> [Task requirements]:
The required result is the number of lines below that hold the word "woman", stated without anything else.

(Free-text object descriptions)
- - - - - - -

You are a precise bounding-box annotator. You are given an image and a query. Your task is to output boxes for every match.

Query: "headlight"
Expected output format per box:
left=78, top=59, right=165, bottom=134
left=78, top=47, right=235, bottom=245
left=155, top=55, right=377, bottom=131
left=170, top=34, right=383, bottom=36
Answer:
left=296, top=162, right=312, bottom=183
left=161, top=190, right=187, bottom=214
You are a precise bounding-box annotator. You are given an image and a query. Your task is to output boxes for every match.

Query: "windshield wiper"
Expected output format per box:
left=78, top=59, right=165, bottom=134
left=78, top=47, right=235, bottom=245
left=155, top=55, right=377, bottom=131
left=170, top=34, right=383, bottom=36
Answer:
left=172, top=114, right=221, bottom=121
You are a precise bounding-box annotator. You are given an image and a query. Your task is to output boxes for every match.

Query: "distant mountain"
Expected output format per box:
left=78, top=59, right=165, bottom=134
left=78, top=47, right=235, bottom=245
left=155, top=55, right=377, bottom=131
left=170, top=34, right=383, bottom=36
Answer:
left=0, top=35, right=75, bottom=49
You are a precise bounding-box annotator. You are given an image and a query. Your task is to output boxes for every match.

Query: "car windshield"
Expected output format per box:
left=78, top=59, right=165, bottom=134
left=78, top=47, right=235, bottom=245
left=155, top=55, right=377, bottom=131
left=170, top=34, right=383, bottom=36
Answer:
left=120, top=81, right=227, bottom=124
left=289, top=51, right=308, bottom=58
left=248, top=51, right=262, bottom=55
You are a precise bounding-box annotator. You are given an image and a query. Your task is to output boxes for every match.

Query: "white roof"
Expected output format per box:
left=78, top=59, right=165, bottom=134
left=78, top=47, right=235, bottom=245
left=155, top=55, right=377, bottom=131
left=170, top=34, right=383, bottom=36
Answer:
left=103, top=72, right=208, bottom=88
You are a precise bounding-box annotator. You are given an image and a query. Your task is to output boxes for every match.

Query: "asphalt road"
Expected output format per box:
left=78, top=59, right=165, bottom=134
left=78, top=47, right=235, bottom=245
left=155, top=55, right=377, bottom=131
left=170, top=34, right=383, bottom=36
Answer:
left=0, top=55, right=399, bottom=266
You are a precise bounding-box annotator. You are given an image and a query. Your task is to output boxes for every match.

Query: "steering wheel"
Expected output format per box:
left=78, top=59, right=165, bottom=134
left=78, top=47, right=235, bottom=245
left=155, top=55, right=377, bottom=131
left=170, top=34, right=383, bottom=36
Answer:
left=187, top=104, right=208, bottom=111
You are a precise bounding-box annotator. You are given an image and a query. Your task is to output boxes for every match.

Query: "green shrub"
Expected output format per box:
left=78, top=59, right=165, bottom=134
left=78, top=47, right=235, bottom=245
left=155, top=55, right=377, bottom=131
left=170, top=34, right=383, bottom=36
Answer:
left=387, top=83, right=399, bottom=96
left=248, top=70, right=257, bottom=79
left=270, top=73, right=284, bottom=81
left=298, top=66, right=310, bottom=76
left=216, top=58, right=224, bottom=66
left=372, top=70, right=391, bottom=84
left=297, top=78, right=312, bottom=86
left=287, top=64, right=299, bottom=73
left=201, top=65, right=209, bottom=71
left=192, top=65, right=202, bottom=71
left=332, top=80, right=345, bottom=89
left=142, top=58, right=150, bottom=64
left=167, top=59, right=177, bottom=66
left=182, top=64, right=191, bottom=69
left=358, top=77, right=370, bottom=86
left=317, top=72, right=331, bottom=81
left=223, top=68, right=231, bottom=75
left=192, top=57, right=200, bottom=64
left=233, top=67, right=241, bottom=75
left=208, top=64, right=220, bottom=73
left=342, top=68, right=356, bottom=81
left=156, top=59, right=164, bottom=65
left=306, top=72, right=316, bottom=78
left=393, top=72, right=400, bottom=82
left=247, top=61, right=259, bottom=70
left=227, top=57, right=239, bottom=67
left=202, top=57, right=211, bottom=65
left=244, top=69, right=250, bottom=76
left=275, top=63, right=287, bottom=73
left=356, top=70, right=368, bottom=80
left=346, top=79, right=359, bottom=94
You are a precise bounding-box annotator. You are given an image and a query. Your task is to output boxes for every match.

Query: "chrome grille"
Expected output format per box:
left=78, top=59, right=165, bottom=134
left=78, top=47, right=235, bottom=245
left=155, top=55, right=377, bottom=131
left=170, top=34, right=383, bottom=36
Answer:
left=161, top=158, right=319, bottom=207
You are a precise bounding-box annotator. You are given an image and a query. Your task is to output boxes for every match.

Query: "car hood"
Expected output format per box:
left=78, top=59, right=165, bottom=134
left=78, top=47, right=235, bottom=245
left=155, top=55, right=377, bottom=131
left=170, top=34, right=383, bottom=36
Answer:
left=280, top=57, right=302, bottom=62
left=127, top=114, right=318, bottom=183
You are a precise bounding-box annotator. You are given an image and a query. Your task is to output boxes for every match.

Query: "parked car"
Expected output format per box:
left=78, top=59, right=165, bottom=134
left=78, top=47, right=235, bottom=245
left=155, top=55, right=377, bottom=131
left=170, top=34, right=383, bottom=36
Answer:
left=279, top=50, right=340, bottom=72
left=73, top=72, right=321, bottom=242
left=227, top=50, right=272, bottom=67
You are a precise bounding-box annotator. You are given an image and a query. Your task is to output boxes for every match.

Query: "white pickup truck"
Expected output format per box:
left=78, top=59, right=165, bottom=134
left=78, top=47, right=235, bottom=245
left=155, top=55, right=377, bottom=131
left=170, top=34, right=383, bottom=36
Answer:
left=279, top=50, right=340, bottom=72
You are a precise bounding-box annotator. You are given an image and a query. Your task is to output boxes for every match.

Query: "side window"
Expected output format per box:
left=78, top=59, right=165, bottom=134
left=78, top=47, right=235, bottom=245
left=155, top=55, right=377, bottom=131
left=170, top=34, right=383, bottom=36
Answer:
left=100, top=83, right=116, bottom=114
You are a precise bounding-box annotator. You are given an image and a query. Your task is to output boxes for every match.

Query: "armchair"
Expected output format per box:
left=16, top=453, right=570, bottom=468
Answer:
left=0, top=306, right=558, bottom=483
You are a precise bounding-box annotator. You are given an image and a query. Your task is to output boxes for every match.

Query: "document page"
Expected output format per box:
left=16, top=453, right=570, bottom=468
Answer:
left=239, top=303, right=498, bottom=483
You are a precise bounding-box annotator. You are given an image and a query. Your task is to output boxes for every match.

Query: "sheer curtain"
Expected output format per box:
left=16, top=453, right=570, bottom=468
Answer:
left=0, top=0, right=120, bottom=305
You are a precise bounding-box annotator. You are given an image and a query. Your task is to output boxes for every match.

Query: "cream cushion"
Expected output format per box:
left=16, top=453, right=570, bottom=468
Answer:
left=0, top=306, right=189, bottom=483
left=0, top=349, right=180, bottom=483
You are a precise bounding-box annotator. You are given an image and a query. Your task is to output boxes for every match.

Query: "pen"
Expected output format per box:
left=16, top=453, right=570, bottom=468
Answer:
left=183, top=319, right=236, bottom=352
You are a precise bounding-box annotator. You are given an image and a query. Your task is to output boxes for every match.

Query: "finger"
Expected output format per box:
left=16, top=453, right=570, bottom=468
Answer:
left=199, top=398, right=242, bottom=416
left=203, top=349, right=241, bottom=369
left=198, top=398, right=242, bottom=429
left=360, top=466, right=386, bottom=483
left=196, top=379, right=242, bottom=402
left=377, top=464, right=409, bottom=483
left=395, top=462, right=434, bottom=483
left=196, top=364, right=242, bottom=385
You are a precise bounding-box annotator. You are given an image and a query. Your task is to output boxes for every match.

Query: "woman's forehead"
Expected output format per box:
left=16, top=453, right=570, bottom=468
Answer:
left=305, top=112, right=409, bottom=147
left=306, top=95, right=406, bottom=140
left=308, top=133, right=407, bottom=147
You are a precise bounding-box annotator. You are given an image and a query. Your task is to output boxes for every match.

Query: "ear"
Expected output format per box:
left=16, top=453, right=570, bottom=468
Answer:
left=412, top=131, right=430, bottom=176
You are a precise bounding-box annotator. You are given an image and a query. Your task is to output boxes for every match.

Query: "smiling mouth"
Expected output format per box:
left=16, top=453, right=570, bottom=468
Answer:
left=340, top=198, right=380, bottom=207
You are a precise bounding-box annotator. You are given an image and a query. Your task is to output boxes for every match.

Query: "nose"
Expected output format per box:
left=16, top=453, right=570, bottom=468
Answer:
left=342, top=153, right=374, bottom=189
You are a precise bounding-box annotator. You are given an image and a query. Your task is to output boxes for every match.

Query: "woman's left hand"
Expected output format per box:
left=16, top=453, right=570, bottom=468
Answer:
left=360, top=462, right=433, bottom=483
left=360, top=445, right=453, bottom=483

- - - - - - -

> [Result for this task]:
2